#### Extracted entries:
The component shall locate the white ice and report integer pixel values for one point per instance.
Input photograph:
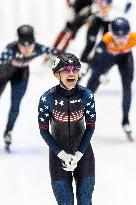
(24, 173)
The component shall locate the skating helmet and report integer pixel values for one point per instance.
(107, 1)
(64, 60)
(120, 26)
(25, 35)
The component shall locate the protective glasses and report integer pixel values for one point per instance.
(68, 68)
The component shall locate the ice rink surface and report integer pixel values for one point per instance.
(24, 175)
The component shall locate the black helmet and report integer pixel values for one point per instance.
(120, 26)
(63, 60)
(25, 35)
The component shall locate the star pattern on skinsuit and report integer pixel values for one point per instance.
(46, 115)
(46, 107)
(92, 106)
(91, 96)
(87, 112)
(61, 103)
(88, 104)
(56, 102)
(92, 115)
(43, 99)
(42, 120)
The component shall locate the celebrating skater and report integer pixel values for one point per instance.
(68, 106)
(116, 49)
(14, 68)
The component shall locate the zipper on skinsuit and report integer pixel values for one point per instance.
(68, 98)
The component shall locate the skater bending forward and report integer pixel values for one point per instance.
(115, 49)
(70, 109)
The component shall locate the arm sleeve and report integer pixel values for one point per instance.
(43, 120)
(6, 56)
(90, 118)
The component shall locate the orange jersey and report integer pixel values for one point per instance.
(114, 48)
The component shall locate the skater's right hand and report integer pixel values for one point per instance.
(65, 157)
(69, 168)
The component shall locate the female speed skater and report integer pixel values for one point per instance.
(115, 49)
(14, 68)
(67, 106)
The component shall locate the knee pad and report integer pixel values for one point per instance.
(63, 192)
(84, 190)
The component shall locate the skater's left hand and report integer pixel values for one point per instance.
(69, 167)
(78, 155)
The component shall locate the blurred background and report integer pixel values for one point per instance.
(24, 175)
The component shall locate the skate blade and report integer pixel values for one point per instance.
(130, 138)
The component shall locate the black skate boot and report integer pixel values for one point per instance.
(7, 140)
(127, 129)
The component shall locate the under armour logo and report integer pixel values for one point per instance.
(70, 61)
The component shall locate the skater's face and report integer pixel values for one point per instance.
(121, 40)
(68, 76)
(26, 50)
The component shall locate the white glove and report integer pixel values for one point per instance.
(65, 158)
(69, 168)
(78, 155)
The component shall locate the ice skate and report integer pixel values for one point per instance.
(127, 129)
(7, 140)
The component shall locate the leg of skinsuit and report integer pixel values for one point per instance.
(63, 192)
(91, 39)
(101, 63)
(18, 88)
(85, 178)
(61, 181)
(126, 69)
(85, 189)
(2, 86)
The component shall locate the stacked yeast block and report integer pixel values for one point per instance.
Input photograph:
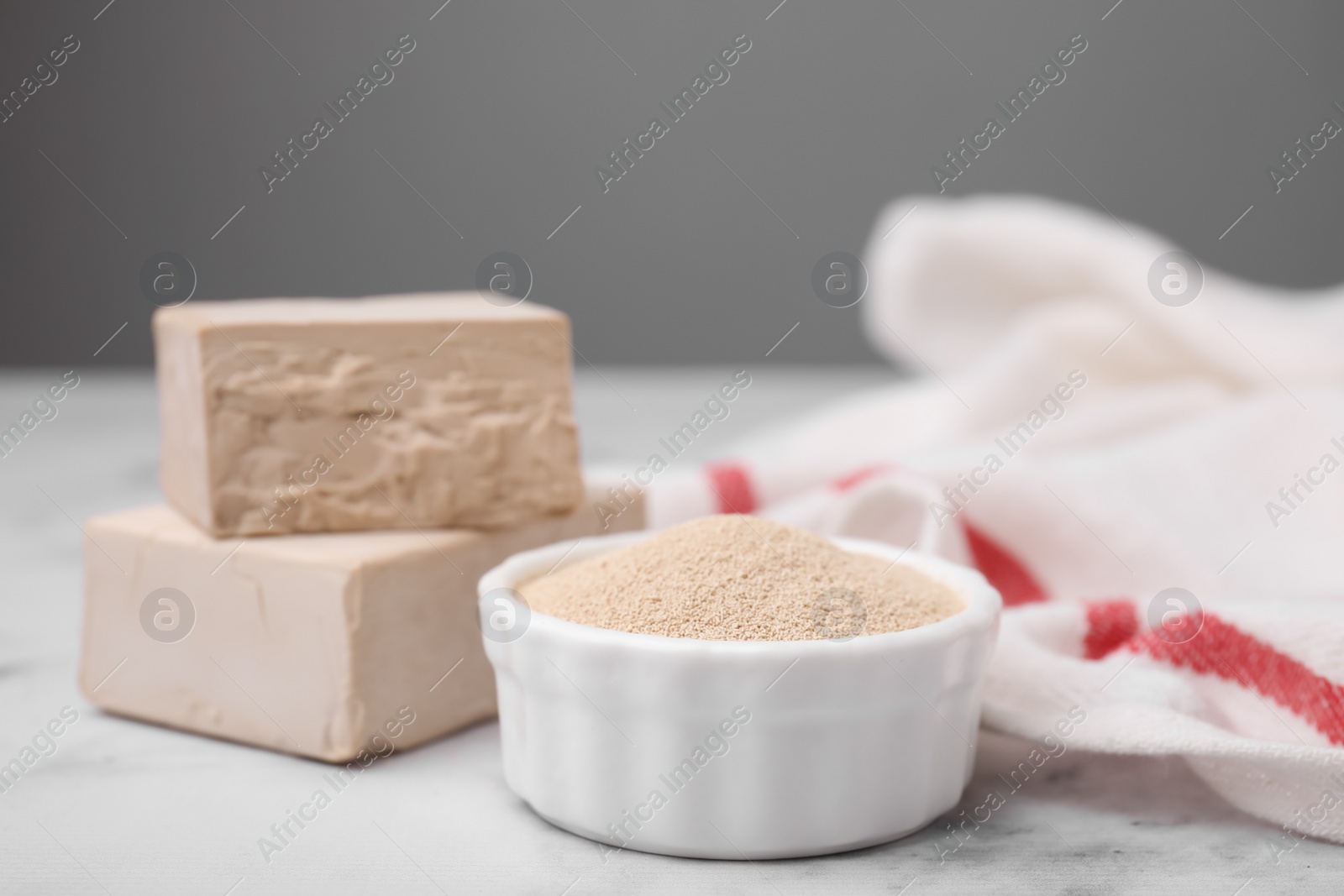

#### What needs to be done:
Would you give the data above again word for word, minus the pictures?

#### Answer section:
The component shall locate the white ice and report integer pixel values for one point per instance.
Input photograph:
(24, 173)
The component shall locate the skating helmet and report integer pixel values for one point per instance.
(107, 1)
(64, 60)
(120, 26)
(25, 35)
The component shall locate the protective glasses and report integer pixel values for one point per instance.
(68, 68)
The component shall locate the ice rink surface and report integer pixel values for one point per instance.
(24, 175)
The component shall locate the black helmet and report integer pixel values for one point per instance.
(120, 26)
(63, 60)
(25, 35)
The component shall locate the star pattern on skinsuit and report integer pixel values for one point per instance.
(46, 115)
(46, 107)
(92, 106)
(91, 96)
(87, 112)
(61, 103)
(88, 104)
(56, 102)
(92, 115)
(43, 99)
(42, 120)
The component shall locate the celebrating skater and report integer pixel values for one point per instance.
(68, 106)
(116, 49)
(14, 68)
The component shall locate the zipper on skinsuit and report integer pixel values for one point per instance.
(68, 98)
The component shall locate the skater bending forward and report integer pixel values for one point per instance.
(115, 49)
(70, 109)
The component shall locate the arm sleeve and report integer pixel values for one point per instance.
(43, 120)
(6, 56)
(90, 118)
The component shall locate the orange jersey and report integer pixel values for one point per instance.
(114, 48)
The component shall locate the skater's right hand and report integer pixel values for one point per instance.
(65, 157)
(69, 168)
The component shall locate the female speed skater and report integer pixel values for one point per instance.
(115, 49)
(14, 68)
(67, 106)
The component shall locate the knee pad and report integer pixel values for one point per instance.
(63, 192)
(84, 190)
The component shall locate the skater's left hand and report integer pixel values for one point per instance.
(69, 167)
(78, 155)
The component shall locate the blurred background and report integer pixel values for one point per instance.
(24, 175)
The component shall locate the skate blade and report integer pixel values for one point per instance.
(130, 138)
The component shall locate the black skate boot and report integer pixel values for one point per instance.
(7, 140)
(127, 129)
The component shall locate the under armour logo and report integer pixel values for one point per instance.
(70, 61)
The component shall locate the skater's face and report integer pixel values for one point per instance.
(121, 40)
(68, 76)
(26, 50)
The component shall locate the white glove and report integer pixel values for one point per instance.
(65, 158)
(69, 168)
(78, 155)
The component shall locate the ice skate and report integer pixel values for one point per instance.
(127, 129)
(7, 140)
The component shall locate the leg of skinsuit and report integer pixel values for one point per instance.
(63, 192)
(91, 39)
(101, 63)
(18, 88)
(85, 178)
(61, 181)
(126, 69)
(85, 189)
(2, 86)
The component shall locate the stacked yeast block and report integer pixel values for one point per instance.
Input photograph:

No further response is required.